[Excerpts from a dataset on object pointing]
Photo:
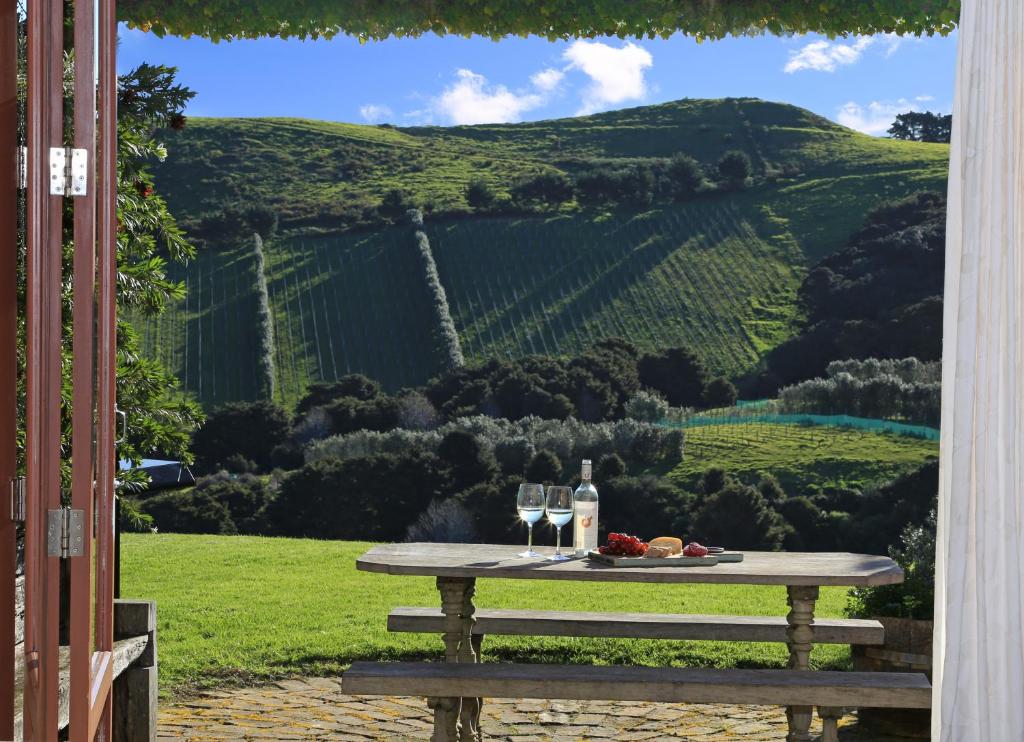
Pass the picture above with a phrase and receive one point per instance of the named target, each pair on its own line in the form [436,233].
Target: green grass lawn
[236,610]
[801,456]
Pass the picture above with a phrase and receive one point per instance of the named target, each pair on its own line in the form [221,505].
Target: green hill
[719,272]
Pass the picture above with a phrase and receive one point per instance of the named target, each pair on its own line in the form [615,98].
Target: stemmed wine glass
[530,506]
[559,513]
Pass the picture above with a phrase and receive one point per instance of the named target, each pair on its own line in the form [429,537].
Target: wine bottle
[585,514]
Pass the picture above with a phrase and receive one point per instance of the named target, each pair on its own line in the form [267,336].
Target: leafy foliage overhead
[219,19]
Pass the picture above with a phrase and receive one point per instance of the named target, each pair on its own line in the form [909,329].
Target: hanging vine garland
[374,19]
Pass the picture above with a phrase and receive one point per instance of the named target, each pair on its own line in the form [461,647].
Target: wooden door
[67,518]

◆ **WHAT IS ASKED**:
Retype without any change the lines beginning with the one that contains "the form [267,336]." and running through the last line of the items.

◆ **EXERCISE OUTPUT**:
Pass the picture above with a phrase and receive one point per instance of the named target, each pair on its own line in the form [267,336].
Target: leafy foliage overhead
[219,19]
Pass the picture above with a phrase and receive one point per instance of the named target, each pair on its own line in the form [909,329].
Target: hanging vine garland
[374,19]
Pass the picture above with a phrase and receive one point per instance of the named target, each pair on its own line in the form [461,647].
Target: wooden door
[67,518]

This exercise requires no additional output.